## Trecho do texto
┏━━

Estas cenas repetiam-se muito freqüentemente, e, em certas épocas todos os dias. A pobre padecente estava quase habituada a elas. Excetuando as torturas corporais, podemos dizer que a vista do monstro infernal já não a atemorizava. Olhava-o com a mesma serenidade com que a pomba olha para um animal imundo. Gema algumas vezes entretinha-se a responder-lhe e a humilhá-lo, quando não estava proibida de o fazer; e, quando à invocação do Santíssimo Nome de Jesus, a hedionda besta se rolava por terra para fugir em seguida a toda pressa, a ingênua menina acompanhava-a com zombarias e francas gargalhadas. “Se vísseis, Padre, como ele fugia e tropeçava em sua fuga raivosa, ter-vos-ieis rido comigo.” Assistia eu uma ocasião à piedosa menina, gravemente doente e em perigo de vida. Sentado a um canto do quarto rezava tranquilamente o Breviário, quando um enorme gato muito preto e de aspecto terrificante me saltou impetuosamente para os pés. Deu uma volta pelo quarto, saltou para o leito da doente e colocou-se muito perto do seu rosto, fixando nela um olhar feroz. O sangue gelou-me nas veias; Gema, porém, permanecia muito serena. Então! Que há de novo? Lhe disse eu, ocultando o melhor possível a minha atrapalhação. – Não tenhais medo, Padre, é esse velhaco do demônio que quer molestar-me, mas não temais, a vós não fará mal nenhum. A tremer aproximei-me do leito, tomei água benta e aspergi-o. A visão desapareceu imediatamente, sem ter conseguido alterar por um só momento a paz profunda da doente.

┗━━

## Dados em estudo
┏━━

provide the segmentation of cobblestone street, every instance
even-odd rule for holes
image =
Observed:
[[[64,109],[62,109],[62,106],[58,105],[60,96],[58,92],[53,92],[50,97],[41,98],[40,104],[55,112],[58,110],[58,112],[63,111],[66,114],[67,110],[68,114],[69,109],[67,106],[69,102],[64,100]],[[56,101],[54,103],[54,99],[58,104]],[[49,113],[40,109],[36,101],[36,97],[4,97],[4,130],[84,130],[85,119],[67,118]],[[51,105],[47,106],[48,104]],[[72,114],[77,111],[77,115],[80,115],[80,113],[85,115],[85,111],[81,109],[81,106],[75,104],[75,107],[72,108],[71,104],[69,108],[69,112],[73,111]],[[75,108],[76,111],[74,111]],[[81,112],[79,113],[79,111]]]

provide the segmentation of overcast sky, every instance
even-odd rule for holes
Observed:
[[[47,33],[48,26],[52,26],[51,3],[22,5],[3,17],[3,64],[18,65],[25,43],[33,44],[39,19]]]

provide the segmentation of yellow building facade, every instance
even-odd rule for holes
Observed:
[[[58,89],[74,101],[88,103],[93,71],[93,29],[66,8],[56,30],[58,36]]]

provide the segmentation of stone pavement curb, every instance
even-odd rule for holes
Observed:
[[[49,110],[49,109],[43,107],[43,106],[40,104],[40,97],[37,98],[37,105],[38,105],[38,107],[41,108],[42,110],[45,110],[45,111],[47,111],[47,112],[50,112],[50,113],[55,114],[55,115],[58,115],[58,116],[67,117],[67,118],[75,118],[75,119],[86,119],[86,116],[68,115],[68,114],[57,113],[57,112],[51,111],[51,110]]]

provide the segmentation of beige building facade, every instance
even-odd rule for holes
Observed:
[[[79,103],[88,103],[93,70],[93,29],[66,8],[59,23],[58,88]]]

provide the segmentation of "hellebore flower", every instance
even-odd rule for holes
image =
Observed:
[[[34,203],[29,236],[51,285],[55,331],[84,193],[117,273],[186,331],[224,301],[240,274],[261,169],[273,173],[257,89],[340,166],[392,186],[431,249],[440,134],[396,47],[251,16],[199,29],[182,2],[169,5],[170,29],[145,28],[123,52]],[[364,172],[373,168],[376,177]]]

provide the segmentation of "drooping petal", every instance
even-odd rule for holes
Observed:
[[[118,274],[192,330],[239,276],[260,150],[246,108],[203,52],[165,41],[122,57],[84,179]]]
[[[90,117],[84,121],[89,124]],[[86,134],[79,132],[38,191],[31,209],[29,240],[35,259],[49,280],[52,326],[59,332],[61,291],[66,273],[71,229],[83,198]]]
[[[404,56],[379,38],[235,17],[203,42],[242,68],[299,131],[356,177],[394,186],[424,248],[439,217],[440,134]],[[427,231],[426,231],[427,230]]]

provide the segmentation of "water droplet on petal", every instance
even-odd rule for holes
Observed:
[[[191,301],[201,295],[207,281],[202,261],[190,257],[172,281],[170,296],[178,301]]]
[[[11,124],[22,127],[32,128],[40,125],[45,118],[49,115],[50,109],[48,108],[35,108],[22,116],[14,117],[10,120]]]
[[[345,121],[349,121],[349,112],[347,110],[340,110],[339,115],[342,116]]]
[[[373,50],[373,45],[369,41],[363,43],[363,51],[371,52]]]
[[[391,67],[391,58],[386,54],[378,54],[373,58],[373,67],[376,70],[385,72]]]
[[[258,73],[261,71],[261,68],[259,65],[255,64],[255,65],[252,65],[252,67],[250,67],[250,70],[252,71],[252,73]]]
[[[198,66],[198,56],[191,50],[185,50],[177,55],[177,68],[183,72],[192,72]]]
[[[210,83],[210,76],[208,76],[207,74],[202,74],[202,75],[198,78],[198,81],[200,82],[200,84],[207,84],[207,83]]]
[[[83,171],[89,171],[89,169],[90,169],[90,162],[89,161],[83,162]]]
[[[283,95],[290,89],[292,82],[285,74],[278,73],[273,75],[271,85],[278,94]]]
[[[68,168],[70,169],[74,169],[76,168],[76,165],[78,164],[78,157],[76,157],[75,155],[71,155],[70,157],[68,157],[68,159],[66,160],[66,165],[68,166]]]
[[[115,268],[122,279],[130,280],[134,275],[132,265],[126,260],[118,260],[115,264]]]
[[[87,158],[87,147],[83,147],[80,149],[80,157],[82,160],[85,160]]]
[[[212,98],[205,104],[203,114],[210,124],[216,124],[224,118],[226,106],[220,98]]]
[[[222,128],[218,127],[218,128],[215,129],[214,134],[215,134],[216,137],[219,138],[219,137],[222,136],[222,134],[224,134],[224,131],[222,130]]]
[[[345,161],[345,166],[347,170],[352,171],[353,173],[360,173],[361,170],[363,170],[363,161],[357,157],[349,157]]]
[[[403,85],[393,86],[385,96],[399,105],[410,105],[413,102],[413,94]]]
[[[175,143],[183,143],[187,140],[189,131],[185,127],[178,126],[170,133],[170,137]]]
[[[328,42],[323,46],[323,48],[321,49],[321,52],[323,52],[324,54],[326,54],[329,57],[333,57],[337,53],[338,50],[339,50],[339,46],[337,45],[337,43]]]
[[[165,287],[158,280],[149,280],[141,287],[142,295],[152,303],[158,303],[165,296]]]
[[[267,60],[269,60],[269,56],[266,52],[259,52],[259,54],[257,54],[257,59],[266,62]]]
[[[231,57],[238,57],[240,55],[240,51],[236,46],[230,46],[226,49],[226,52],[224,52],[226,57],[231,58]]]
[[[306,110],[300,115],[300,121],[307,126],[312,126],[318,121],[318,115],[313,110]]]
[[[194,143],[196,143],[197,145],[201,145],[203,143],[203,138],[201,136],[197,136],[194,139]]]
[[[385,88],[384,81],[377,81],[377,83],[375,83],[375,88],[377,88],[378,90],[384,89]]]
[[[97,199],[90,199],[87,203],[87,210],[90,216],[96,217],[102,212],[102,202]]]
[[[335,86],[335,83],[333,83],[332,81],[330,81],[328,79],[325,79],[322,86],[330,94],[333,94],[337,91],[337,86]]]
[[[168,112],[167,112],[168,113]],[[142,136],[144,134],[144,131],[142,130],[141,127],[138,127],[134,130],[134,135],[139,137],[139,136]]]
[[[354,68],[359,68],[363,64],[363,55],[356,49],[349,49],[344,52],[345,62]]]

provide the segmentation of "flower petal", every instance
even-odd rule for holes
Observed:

┗━━

## Objetivo do exercício
Passe para o inglês esta frase do trecho sobre Gema: "O sangue gelou-me nas veias; Gema, porém, permanecia muito serena."

## Resultado da tarefa
The blood froze in my veins; Gema, however, remained very calm.